#### 本文:
********

介護・福祉

2019年9月3日

相談室日誌 連載470 若年層患者の退院先に苦慮 居住の権利を保護する対策を(京都)

 当院は京都府の都市部から北部へ離れた地域にあります。当院には47床の回復期リハビリテーション病棟があり、近年では若年層の紹介も増えています。私はソーシャルワーカーとなり4年目を迎え、経験も重ねる中、現行の法制度では、ニーズに合わせた保障が十分に確立できていないと感じています。
 Aさんは50代の女性。脳出血により重度の感覚障害と高次脳機能障害が残り、常時身の回りの介助が必要な状態でした。自宅復帰のため6カ月に及ぶリハビリにとりくみましたが、十分な機能回復はかないませんでした。何度も本人や家族と話し合い、Aさんは障害者施設への入所を希望しましたが、介護保険が優先されることや近隣に障害者の長期入所施設がないことから、介護保険を申請し、退院先として老人保健施設を選択しました。受け入れ先も若年者の前例がなく、時間はかかりましたが、何とか施設への入所が決まり、退院しました。

********

#### 課題の内容:
1. 本文を「当院は京都府の都市部から北部」を含むところから書き始め、「入所が決まり、退院しました。」まで書いたら終えて、そのまま書き写してください。
2. 本文中で数字が使われている表現を、見出しや日付も含めてすべて挙げてください。
次のリストは本文とは関係がありません。

#### 提供データ:
********

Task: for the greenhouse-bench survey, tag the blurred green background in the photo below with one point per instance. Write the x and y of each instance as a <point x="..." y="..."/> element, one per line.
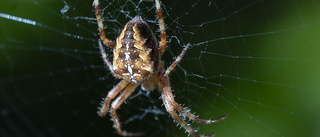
<point x="257" y="61"/>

********

#### 解答一覧:
1.
当院は京都府の都市部から北部へ離れた地域にあります。当院には47床の回復期リハビリテーション病棟があり、近年では若年層の紹介も増えています。私はソーシャルワーカーとなり4年目を迎え、経験も重ねる中、現行の法制度では、ニーズに合わせた保障が十分に確立できていないと感じています。
 Aさんは50代の女性。脳出血により重度の感覚障害と高次脳機能障害が残り、常時身の回りの介助が必要な状態でした。自宅復帰のため6カ月に及ぶリハビリにとりくみましたが、十分な機能回復はかないませんでした。何度も本人や家族と話し合い、Aさんは障害者施設への入所を希望しましたが、介護保険が優先されることや近隣に障害者の長期入所施設がないことから、介護保険を申請し、退院先として老人保健施設を選択しました。受け入れ先も若年者の前例がなく、時間はかかりましたが、何とか施設への入所が決まり、退院しました。

2. 2019年9月3日、連載470、47床、4年目、50代、6カ月